Information given:
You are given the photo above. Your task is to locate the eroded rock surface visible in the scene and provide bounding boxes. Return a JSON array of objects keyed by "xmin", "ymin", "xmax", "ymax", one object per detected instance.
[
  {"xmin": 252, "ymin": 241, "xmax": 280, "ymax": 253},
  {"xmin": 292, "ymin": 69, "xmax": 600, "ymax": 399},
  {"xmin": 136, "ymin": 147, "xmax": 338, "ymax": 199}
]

Task brief:
Can you write out the rows again, swapping "eroded rock surface" for "weathered stone face" and leaving everything else unchanged?

Output below:
You are given the photo above. Your task is to locate the weathered stone face visible in the scene and provide bounding boxes. Return a JSON array of objects keyed by "xmin", "ymin", "xmax", "ymax", one object per detected instance.
[
  {"xmin": 252, "ymin": 241, "xmax": 280, "ymax": 253},
  {"xmin": 292, "ymin": 69, "xmax": 600, "ymax": 399},
  {"xmin": 136, "ymin": 147, "xmax": 338, "ymax": 199}
]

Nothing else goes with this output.